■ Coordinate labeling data
****

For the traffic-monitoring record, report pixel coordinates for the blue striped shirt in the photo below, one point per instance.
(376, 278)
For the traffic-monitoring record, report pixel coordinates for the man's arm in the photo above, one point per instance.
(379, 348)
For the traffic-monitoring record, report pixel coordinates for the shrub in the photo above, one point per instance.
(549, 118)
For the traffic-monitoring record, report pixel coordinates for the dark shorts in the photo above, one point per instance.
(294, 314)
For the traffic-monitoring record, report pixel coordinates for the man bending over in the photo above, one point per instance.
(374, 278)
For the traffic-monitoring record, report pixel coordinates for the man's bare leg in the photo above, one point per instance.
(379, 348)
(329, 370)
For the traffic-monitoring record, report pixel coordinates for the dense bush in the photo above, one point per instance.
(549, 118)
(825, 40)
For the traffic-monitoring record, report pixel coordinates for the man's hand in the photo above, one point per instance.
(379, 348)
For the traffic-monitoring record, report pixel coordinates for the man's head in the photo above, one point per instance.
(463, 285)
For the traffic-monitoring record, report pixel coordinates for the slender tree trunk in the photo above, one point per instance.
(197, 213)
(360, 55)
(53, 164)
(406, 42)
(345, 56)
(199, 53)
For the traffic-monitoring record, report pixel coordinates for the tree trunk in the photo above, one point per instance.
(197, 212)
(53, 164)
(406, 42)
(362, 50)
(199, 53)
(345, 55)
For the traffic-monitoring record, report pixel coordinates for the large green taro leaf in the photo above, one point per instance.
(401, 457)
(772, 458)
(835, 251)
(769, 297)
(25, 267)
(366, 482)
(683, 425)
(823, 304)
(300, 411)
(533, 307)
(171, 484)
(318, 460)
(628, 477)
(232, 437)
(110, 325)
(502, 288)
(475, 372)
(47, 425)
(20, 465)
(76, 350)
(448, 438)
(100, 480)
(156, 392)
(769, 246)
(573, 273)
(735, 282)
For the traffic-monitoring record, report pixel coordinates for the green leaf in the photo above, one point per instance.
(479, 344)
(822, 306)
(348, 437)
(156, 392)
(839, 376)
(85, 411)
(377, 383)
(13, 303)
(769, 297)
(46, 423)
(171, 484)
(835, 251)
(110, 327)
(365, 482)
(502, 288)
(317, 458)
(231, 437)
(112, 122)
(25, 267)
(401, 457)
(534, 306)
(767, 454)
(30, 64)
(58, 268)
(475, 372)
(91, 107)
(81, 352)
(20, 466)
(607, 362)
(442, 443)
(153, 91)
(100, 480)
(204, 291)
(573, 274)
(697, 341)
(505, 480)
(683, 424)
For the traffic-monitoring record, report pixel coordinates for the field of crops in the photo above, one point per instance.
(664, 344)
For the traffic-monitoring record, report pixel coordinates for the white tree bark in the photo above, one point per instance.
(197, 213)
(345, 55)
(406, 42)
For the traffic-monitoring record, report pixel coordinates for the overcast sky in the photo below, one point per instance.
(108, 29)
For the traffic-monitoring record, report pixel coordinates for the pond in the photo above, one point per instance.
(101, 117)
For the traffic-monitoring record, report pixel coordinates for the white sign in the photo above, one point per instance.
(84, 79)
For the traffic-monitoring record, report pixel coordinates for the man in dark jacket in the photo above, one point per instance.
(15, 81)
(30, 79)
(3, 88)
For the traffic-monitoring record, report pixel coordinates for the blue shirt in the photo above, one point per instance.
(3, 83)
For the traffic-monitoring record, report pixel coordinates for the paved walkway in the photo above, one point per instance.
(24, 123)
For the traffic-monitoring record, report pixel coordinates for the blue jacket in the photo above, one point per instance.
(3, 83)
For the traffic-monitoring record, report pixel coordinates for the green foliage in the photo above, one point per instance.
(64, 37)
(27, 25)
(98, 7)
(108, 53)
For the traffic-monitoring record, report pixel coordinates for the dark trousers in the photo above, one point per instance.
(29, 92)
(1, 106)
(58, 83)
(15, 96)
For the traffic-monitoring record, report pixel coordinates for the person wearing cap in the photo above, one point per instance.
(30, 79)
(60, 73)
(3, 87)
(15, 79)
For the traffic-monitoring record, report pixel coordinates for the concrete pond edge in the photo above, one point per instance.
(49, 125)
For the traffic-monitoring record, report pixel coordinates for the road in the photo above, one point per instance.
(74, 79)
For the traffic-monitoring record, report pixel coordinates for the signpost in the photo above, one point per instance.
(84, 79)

****

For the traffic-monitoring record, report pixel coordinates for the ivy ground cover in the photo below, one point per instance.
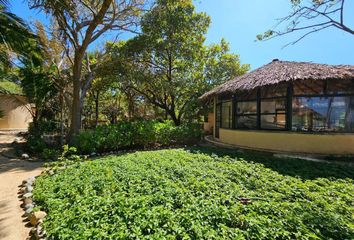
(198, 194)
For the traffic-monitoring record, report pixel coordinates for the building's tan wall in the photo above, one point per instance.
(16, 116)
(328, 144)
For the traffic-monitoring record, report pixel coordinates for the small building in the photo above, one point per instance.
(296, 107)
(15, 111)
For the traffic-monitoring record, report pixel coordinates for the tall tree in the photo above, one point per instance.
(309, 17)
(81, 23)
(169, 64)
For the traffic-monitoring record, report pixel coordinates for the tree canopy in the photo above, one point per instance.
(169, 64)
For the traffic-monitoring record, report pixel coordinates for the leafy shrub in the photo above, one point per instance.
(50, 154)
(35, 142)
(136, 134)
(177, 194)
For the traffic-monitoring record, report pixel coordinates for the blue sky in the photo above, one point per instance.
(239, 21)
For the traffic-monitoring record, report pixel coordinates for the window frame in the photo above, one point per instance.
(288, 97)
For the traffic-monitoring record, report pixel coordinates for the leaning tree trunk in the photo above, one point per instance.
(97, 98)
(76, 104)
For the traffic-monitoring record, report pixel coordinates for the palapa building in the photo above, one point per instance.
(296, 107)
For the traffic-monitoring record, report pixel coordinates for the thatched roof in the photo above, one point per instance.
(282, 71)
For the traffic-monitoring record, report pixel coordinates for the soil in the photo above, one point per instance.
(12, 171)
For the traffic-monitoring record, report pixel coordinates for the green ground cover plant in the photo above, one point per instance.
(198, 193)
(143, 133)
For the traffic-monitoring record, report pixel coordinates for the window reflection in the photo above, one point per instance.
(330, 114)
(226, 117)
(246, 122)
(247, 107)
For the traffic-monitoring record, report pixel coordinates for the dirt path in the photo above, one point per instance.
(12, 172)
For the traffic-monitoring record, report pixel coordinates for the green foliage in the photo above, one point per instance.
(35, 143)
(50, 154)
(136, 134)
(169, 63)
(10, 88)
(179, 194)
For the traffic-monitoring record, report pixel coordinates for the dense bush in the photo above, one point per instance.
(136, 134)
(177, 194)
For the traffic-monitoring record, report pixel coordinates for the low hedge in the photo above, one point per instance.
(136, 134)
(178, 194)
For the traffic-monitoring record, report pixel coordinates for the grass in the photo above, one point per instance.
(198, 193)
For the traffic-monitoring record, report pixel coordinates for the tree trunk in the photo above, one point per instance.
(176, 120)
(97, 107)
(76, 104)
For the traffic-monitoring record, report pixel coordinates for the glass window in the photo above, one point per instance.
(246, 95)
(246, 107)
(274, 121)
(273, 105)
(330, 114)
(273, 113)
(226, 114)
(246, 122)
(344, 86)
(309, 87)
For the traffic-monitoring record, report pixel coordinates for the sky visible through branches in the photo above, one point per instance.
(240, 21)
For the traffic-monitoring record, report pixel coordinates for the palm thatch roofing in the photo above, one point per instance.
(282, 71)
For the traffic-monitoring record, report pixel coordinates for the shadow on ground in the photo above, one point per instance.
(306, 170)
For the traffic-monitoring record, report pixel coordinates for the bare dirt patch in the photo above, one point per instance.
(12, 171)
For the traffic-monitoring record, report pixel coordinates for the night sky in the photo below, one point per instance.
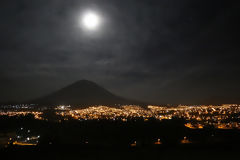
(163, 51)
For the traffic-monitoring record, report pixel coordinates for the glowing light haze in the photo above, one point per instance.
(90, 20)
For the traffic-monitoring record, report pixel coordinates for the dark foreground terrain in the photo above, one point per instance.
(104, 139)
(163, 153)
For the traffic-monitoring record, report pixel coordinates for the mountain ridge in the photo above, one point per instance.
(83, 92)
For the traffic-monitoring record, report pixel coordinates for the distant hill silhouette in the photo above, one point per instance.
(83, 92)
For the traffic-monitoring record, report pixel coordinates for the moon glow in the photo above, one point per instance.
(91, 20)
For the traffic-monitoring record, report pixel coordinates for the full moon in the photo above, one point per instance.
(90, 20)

****

■ Requirement
Filter the rows above, keeping every line that contains the string "cover", and copy those lines out.

■ Right answer
For the traffic-monitoring record, report pixel coordinates for the ivy ground cover in the photo below, one point per instance.
For the traffic-monitoring record, report pixel coordinates for the green ground cover plant in the photo above, one point per instance.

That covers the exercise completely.